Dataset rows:
--------------------------------

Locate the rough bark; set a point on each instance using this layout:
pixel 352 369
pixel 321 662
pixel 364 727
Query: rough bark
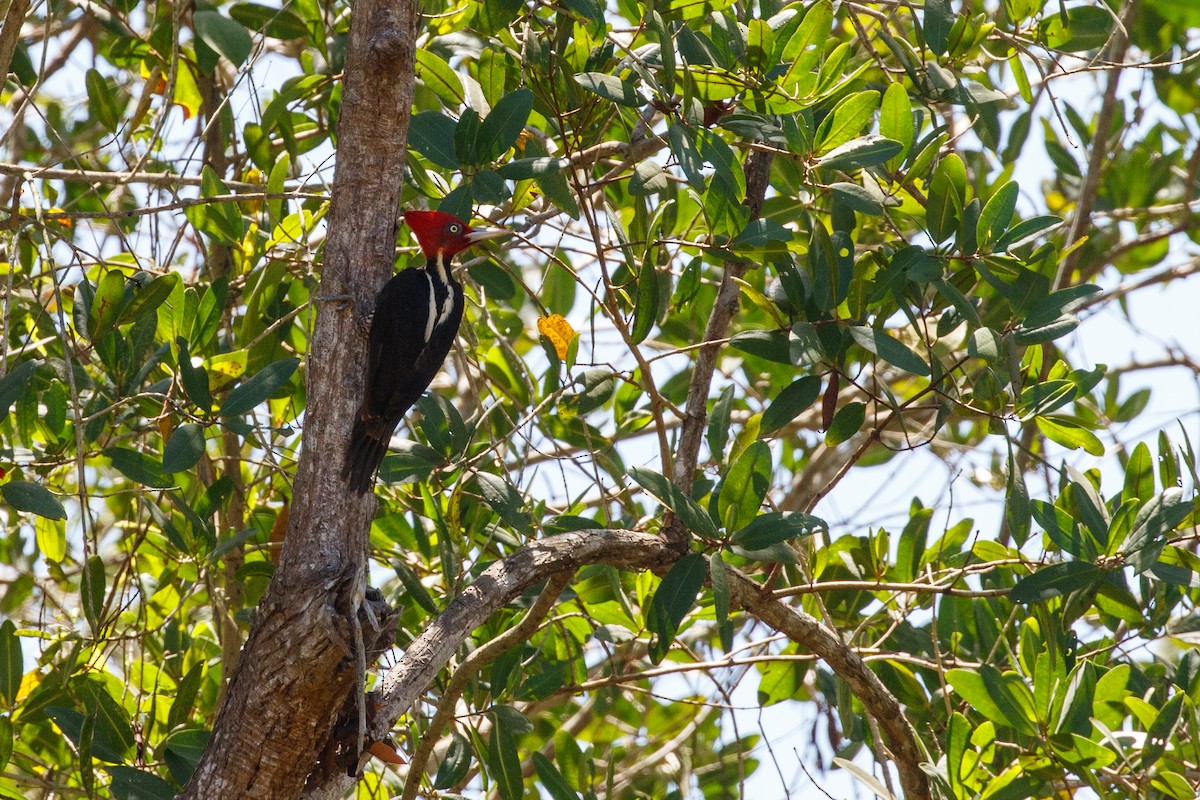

--------------------------------

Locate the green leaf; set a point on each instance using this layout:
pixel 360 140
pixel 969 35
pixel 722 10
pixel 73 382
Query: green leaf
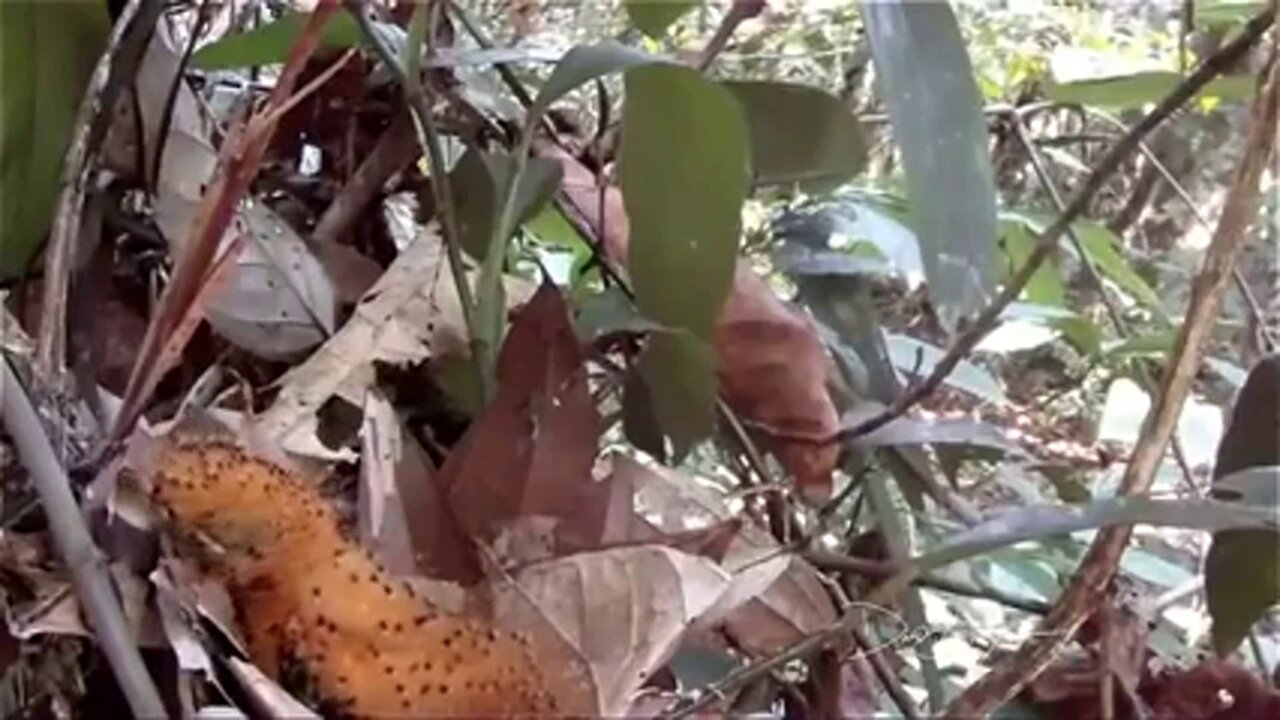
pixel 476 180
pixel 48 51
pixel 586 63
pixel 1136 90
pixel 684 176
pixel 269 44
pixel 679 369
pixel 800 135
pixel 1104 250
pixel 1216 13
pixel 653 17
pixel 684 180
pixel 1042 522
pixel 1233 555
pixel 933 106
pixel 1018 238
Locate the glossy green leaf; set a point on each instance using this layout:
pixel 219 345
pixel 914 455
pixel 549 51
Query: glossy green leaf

--------------------------------

## [What is needed]
Copy the stretch from the line containing "Locate the rough" through the line containing "Query: rough bark", swapping "rough bark" for "smooth bark" and leaving everything else unchanged.

## [Answer to the exercise]
Locate the smooth bark; set a point on each instance using this layout:
pixel 352 369
pixel 321 662
pixel 364 727
Query: smooth bark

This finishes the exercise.